Start of Text under study
Work alongside passionate teammates who value creativity, and continuous learning.
Enjoy full access to advanced tools,
About the Role
As a Data Pipeline Engineer, you will architect and scale the data infrastructure that feeds our foundation models. Your primary mission is to extract, augment, and align human dexterous manipulation data from massive complex, multi-sensor and egocentric video datasets. Crucially, you will build advanced post-processing algorithms to perform deep force analysis and infer hidden states from raw data—such as processing direct force-torque outputs to quantify grasp dynamics, estimating contact forces from visual cues, extrapolating heavily occluded hand positions, or deriving 3D geometry from 2D frames. You will use spatial, temporal, and cross-modal data augmentation to multiply the value of every minute of data our teleoperation team collects.
End of Text under study
Start of Excerpted records
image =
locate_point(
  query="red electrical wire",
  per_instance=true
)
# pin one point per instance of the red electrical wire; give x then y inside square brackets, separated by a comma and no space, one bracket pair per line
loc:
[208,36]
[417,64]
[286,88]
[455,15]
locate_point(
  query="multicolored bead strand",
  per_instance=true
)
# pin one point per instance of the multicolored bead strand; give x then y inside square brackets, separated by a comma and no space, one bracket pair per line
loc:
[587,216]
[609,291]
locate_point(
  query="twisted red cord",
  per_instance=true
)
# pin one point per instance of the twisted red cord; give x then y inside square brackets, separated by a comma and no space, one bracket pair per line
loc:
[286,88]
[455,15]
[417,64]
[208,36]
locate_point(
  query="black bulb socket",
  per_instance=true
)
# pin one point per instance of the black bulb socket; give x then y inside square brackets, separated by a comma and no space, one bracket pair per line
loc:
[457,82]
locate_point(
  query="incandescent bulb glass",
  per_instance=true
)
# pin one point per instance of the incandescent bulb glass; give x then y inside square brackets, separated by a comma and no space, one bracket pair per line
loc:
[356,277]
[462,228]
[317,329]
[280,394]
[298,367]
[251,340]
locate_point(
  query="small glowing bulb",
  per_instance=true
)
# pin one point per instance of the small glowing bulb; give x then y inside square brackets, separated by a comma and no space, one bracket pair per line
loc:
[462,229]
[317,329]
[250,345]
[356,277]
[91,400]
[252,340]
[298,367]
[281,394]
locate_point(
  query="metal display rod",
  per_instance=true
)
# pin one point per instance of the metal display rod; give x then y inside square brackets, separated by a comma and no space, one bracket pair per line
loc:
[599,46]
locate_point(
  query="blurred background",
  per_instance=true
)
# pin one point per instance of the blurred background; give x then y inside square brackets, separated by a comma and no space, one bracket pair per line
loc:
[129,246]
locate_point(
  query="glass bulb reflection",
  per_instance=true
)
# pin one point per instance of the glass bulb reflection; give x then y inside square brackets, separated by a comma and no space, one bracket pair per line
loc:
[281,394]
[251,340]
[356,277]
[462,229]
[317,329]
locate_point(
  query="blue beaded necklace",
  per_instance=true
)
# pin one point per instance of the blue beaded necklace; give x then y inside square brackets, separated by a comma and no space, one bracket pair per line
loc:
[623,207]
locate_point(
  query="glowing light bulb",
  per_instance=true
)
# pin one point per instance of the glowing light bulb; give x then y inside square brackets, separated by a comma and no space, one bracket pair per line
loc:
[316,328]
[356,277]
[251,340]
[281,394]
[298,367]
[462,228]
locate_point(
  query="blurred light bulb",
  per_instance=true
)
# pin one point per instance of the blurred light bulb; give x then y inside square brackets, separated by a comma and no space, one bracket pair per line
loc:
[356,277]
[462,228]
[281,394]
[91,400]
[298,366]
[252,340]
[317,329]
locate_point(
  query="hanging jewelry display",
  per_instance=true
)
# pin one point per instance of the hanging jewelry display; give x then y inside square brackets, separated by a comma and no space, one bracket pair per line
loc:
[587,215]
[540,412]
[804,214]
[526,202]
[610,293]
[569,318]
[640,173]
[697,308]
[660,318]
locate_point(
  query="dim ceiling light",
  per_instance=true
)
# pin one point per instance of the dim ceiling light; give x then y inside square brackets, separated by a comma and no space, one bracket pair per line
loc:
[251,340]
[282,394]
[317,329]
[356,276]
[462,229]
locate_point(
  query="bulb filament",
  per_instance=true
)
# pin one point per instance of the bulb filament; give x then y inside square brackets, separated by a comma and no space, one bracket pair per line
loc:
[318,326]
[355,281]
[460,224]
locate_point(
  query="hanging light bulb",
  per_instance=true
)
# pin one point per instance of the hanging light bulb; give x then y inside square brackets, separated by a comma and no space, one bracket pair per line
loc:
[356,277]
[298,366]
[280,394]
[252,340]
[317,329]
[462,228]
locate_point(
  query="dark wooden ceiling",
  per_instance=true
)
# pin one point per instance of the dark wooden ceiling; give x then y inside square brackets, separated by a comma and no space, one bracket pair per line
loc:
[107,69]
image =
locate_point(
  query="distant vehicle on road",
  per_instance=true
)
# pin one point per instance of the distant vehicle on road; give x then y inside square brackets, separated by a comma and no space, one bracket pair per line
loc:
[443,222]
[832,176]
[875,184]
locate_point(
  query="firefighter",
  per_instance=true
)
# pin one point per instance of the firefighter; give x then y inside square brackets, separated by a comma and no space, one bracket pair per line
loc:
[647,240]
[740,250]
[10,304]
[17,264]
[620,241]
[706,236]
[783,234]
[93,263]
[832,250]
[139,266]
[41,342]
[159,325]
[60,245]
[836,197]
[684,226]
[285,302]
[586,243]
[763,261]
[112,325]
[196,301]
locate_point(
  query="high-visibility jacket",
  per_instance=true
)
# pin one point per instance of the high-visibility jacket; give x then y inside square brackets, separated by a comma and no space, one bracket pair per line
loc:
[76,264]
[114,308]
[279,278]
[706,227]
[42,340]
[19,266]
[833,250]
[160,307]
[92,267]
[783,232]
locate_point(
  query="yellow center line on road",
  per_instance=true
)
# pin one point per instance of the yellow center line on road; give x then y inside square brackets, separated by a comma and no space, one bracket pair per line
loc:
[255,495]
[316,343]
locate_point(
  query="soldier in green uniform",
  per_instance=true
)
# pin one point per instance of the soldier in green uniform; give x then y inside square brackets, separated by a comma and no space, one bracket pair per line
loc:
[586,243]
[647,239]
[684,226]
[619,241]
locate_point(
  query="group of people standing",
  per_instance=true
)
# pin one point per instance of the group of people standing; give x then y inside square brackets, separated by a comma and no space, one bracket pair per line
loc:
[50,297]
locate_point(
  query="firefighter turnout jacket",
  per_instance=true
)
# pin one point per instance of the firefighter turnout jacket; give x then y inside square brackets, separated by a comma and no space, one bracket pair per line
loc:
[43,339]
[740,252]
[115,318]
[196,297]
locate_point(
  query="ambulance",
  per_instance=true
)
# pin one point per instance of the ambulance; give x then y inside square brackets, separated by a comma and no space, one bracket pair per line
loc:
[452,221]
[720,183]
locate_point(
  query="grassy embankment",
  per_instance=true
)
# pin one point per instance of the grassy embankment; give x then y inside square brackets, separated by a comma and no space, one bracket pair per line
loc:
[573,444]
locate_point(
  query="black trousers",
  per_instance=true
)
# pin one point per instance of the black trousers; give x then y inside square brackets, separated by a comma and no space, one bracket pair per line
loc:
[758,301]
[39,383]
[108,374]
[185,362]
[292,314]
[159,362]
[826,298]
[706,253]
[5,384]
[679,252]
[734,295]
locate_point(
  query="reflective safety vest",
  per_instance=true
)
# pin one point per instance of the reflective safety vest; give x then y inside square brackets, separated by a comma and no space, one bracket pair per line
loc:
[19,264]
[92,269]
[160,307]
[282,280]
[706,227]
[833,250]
End of Excerpted records
→ **Brief**
Write the next part of the Data Pipeline Engineer job posting, picking up after its final sentence. You won't need the items for this.

→ **Answer space**
What You Will Be Doing
Multimodal Data Pipelines: Architect highly efficient, scalable pipelines to ingest, decode, and synchronously process thousands of hours of high-resolution egocentric video alongside rich sensor streams (IMUs, force-torque sensors, tactile pads, and joint proprioception).
Force Analysis & Hidden State Inference: Develop sophisticated post-processing algorithms to analyze force interactions and infer unobservable or missing states from raw data. This includes calibrating and cleaning direct force-aware data collections, estimating contact forces from object deformation, tracking occluded objects during complex manipulation, or applying inverse kinematics to fill in missing joint trajectories.
Kinematic Retargeting & Alignment: Develop algorithms to translate 3D human hand tracking, wrist motion, and pose estimation into the specific 6DoF/joint-space coordinates of our humanoid’s end-effectors, relying on sensor fusion to ensure absolute precision.
Advanced Data Augmentation: Implement robust data augmentation strategies (spatial transformations, temporal scaling, synthetic viewpoints, and sensor noise injection) to expand expert trajectories and improve the robustness of our learning models.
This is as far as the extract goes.